[TASKS TO COMPLETE]
1. In the interview excerpt below, who was the speaker's first PhD student?
2. Please continue the interview excerpt below, picking up right after its final line.

[GIVEN TEXT]

####################

OK. Well, when I came in there were two or three students that were sort of assigned to me, Stan Geschwind, Cal Rusinow were definitely assigned to work with me. They were already there. And then, Irving Weingarten was Lamb's student, but I was told, maybe I would be interested in talking with him and following his work, because he was doing absorption of microwaves by water vapor, and I hence got going on building a spectrometer. Rusinow later dropped out. He was a nice guy, not really a strong student, and Geschwind finished after a while. My first new student after I got there was Willie Low, who is now in Jerusalem. Willie Low was a hard working student and did a lot of work fast. He was my first PhD. I personally built the apparatus and how it would go together, and I fixed the leaks and did everything with the electronics, with the students helping me. That's rather different from the way I have to work now. Mostly they are the ones who know the apparatus, and I stand around and talk with them. But at that time I was doing essentially all the work first hand. Then I interacted a good deal with the chemistry department, which I was glad to do. I needed some chemical help and advice, and Benjamin Dailey was either there when I arrived or came shortly afterwards. He was doing microwave spectroscopy, and pretty soon, in the chemistry department, and Ralph Halford was another chemist, another person -- George (???) theoretical chemist, whom I saw a good deal of. So with Kusch, Rabi, Lamb, Kroll, was an advanced students initially there, but I saw a great deal of Kroll. He and I talked a good deal socially also particularly at the Faculty Club. Physicists, mathematicians and the lawyers typically had associations with each other at the Faculty Club.

Smith:

Interesting to find the lawyers part of that group. But then you had lawyers in your background.

####################

[Stored items from a collection]

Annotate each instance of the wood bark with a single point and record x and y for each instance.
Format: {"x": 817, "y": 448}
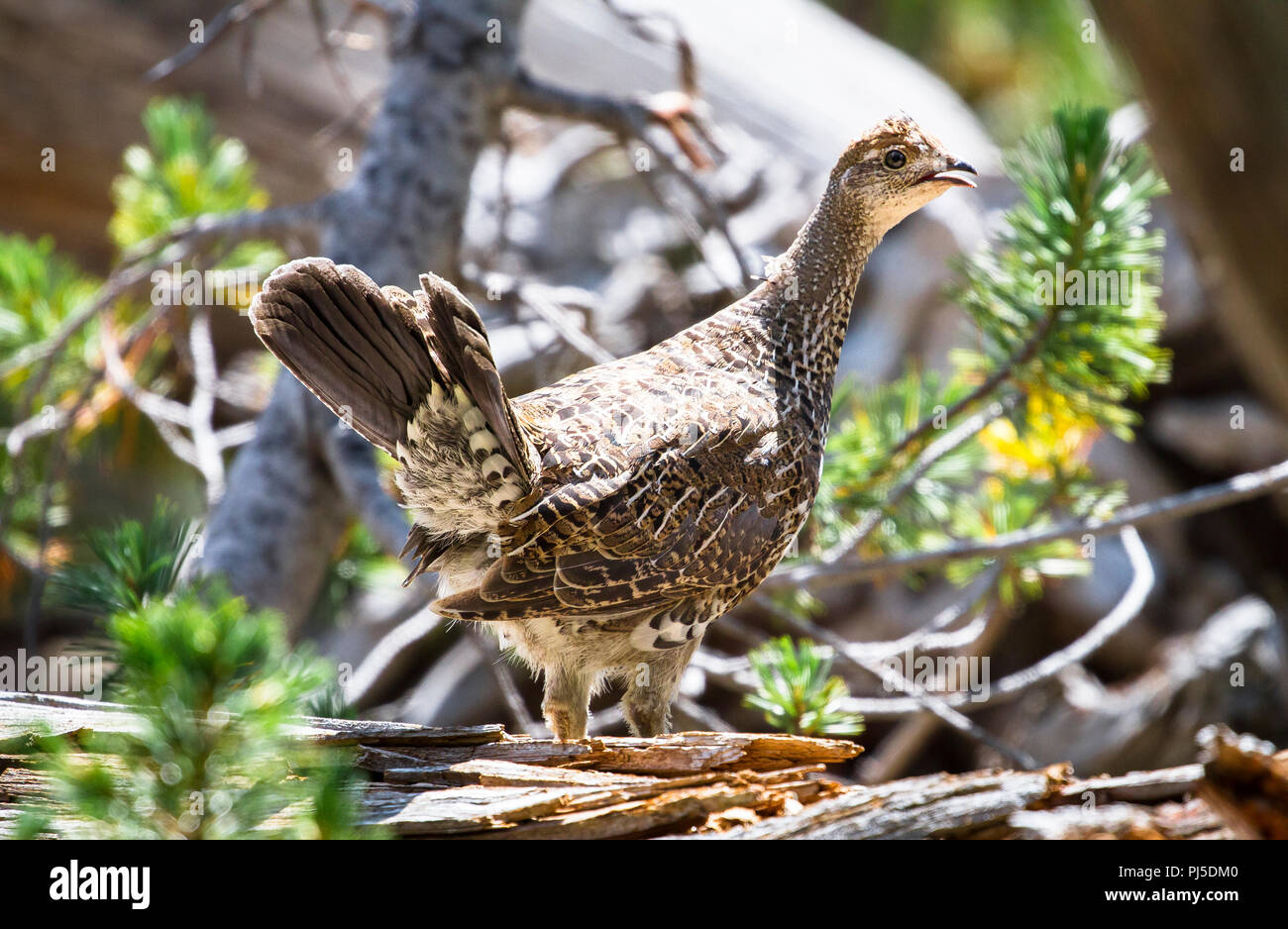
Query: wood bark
{"x": 480, "y": 781}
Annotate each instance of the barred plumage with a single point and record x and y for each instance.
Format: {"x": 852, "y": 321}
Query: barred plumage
{"x": 600, "y": 524}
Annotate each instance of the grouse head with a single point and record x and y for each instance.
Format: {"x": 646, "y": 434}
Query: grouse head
{"x": 894, "y": 170}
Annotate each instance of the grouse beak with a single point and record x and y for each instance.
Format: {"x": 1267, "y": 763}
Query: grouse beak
{"x": 947, "y": 177}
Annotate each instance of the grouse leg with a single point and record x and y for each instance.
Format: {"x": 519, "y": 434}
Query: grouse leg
{"x": 647, "y": 702}
{"x": 567, "y": 701}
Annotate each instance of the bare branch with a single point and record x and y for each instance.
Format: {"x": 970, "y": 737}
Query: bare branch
{"x": 245, "y": 224}
{"x": 1192, "y": 502}
{"x": 935, "y": 704}
{"x": 218, "y": 27}
{"x": 1013, "y": 684}
{"x": 561, "y": 319}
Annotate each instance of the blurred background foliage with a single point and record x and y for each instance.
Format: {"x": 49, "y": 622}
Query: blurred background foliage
{"x": 1010, "y": 59}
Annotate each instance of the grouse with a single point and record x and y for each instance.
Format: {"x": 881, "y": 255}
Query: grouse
{"x": 599, "y": 525}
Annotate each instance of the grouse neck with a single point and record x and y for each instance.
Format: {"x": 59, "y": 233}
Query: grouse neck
{"x": 810, "y": 287}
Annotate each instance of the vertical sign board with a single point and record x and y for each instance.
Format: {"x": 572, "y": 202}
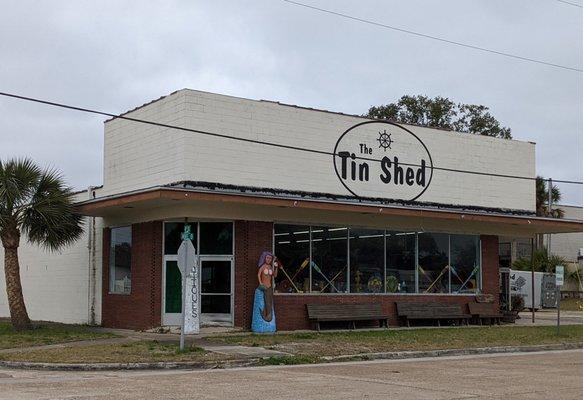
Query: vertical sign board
{"x": 559, "y": 280}
{"x": 560, "y": 275}
{"x": 187, "y": 263}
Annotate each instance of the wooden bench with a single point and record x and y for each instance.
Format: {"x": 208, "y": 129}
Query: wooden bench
{"x": 347, "y": 312}
{"x": 431, "y": 312}
{"x": 482, "y": 311}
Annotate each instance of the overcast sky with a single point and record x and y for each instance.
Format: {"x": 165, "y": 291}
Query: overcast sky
{"x": 115, "y": 55}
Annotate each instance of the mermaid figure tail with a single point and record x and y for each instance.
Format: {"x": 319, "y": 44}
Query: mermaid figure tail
{"x": 263, "y": 313}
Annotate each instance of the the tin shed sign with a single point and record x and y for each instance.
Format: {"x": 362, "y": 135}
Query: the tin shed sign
{"x": 383, "y": 159}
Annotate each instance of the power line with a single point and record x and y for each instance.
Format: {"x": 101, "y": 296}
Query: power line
{"x": 436, "y": 38}
{"x": 264, "y": 143}
{"x": 569, "y": 3}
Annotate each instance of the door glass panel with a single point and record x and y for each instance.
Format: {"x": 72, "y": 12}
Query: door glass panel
{"x": 216, "y": 277}
{"x": 172, "y": 236}
{"x": 173, "y": 292}
{"x": 216, "y": 238}
{"x": 216, "y": 304}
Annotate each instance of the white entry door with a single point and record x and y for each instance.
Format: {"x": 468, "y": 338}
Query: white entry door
{"x": 171, "y": 292}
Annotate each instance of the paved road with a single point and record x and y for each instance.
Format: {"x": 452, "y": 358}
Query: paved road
{"x": 556, "y": 375}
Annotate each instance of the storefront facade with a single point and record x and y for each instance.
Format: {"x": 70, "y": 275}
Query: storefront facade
{"x": 357, "y": 211}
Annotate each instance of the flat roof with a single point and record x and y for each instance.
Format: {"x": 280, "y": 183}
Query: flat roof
{"x": 273, "y": 201}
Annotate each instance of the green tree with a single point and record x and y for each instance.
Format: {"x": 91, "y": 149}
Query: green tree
{"x": 441, "y": 112}
{"x": 36, "y": 204}
{"x": 542, "y": 199}
{"x": 543, "y": 262}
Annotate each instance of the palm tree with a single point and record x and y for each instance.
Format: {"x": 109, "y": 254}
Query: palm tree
{"x": 37, "y": 204}
{"x": 542, "y": 199}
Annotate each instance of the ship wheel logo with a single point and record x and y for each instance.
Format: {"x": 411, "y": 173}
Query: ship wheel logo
{"x": 385, "y": 140}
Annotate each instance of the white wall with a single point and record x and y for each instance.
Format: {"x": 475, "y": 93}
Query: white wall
{"x": 56, "y": 284}
{"x": 138, "y": 156}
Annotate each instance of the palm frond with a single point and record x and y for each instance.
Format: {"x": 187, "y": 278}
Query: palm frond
{"x": 39, "y": 204}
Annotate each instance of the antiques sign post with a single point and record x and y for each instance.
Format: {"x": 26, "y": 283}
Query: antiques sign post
{"x": 559, "y": 280}
{"x": 188, "y": 265}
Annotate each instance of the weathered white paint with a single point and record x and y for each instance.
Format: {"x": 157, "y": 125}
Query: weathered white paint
{"x": 139, "y": 156}
{"x": 59, "y": 286}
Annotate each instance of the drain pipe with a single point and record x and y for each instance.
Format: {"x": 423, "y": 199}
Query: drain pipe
{"x": 92, "y": 266}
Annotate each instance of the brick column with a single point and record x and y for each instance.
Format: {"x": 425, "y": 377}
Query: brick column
{"x": 490, "y": 267}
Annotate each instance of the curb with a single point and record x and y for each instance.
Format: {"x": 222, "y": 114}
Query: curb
{"x": 401, "y": 355}
{"x": 186, "y": 365}
{"x": 252, "y": 362}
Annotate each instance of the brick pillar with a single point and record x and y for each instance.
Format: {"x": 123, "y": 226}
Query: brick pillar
{"x": 251, "y": 238}
{"x": 490, "y": 266}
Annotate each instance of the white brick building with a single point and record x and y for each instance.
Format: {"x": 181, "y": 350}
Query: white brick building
{"x": 402, "y": 219}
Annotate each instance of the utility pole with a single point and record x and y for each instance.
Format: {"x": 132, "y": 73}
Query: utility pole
{"x": 550, "y": 211}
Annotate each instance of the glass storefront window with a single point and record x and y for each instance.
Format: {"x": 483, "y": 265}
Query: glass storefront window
{"x": 367, "y": 264}
{"x": 120, "y": 260}
{"x": 317, "y": 258}
{"x": 216, "y": 238}
{"x": 400, "y": 262}
{"x": 465, "y": 263}
{"x": 292, "y": 247}
{"x": 329, "y": 260}
{"x": 433, "y": 263}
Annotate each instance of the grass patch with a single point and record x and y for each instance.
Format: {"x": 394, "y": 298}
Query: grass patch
{"x": 353, "y": 342}
{"x": 139, "y": 351}
{"x": 572, "y": 304}
{"x": 46, "y": 333}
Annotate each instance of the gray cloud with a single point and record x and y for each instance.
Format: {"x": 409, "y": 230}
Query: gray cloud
{"x": 115, "y": 55}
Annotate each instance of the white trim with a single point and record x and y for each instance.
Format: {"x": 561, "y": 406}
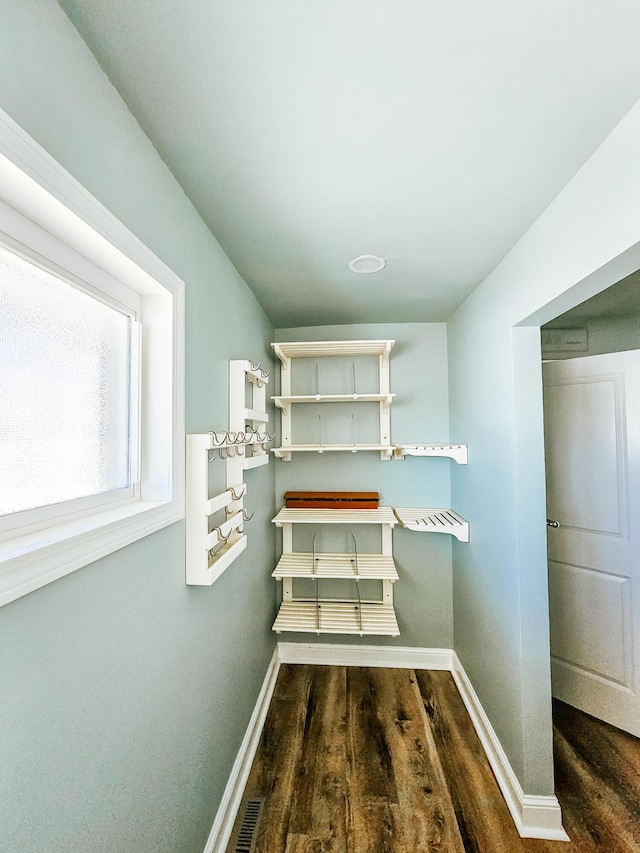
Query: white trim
{"x": 234, "y": 790}
{"x": 336, "y": 654}
{"x": 534, "y": 816}
{"x": 48, "y": 200}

####################

[RESPONSES PER TASK]
1. Willie Low was the speaker's first PhD student.

2.
Townes:

Well, that's true. That's true. But I think there was some affinity between the lawyers and the physicists. I think actually the thinking is not all that different, between science and law. But the physics table at the Faculty Club I considered very both interesting and important, in that, well, there were a lot of comments about politics and smart aleck remarks and cracks and so on -- still, there was a good deal of freewheeling discussion of physics and what was being done and what was important, and I think that the Faculty Club had an important influence on Columbia.

Smith:

How about thesis topics? Did you have any important thesis topics at that time?

Townes:

Well, I was already going into microwave spectroscopy and trying to do more molecules and more nuclei, and it was pretty straightforward, as to what to try to do. So my research was in full swing, and it was just a transfer of location from one place to the other. But I was interested in all aspects of microwave spectroscopy at that time. Gradually looking into new ways of generating microwaves, particularly short microwaves. It was obvious that the shorter microwaves were going to be better for microwave spectroscopy if they could be controlled and handled well. So I from time to time worked on various projects for shorter microwaves. I suppose also feeling that that was a replacement for working on magnetrons, the bread and butter thing that I didn’t find particularly interesting. So I did generation by Cherenkov radiation for example, various other schemes that I looked into, not many of which I carried very far, because I didn't see all that much promise in most of them. I did do some work on harmonica generation, using the shortest wave magnetrons that they'd produced there, but those weren't really terribly satisfactory sources. Then I worked on a variety of new kinds of spectroscopy, many of which are in my book.

Smith:

So, let me see -- at this point, how much time did you spend in research compared to teaching? Did you do any administration at all?

Townes:

Well, I taught about two courses, or I guess maybe one course one semester, two courses the second semester or something like that. Then otherwise I spent almost a hundred percent of my time doing research. After some two years, I was doing administrative work in the Radiation Laboratory. Rabi was officially head but never really bothered and I was the actual head. I've forgotten just what my title was running the Radiation Lab. That was not a heavy load, however. A small group of people and it was not a very heavy load. Eventually in 1952, I guess '52 to '55, I became head of the department, and that was rather more of an administrative lead. But other than that I didn't do very much administration. I tried to strictly avoid it, and various committee meetings and things, although I did get caught up in a few committees, including one committee for the Navy that has some connection with the maser and we can talk about that in time.

Smith:

OK. I have rather what looks to me like a strange question here, but is there such a thing as a typical work week, that you could reconstruct?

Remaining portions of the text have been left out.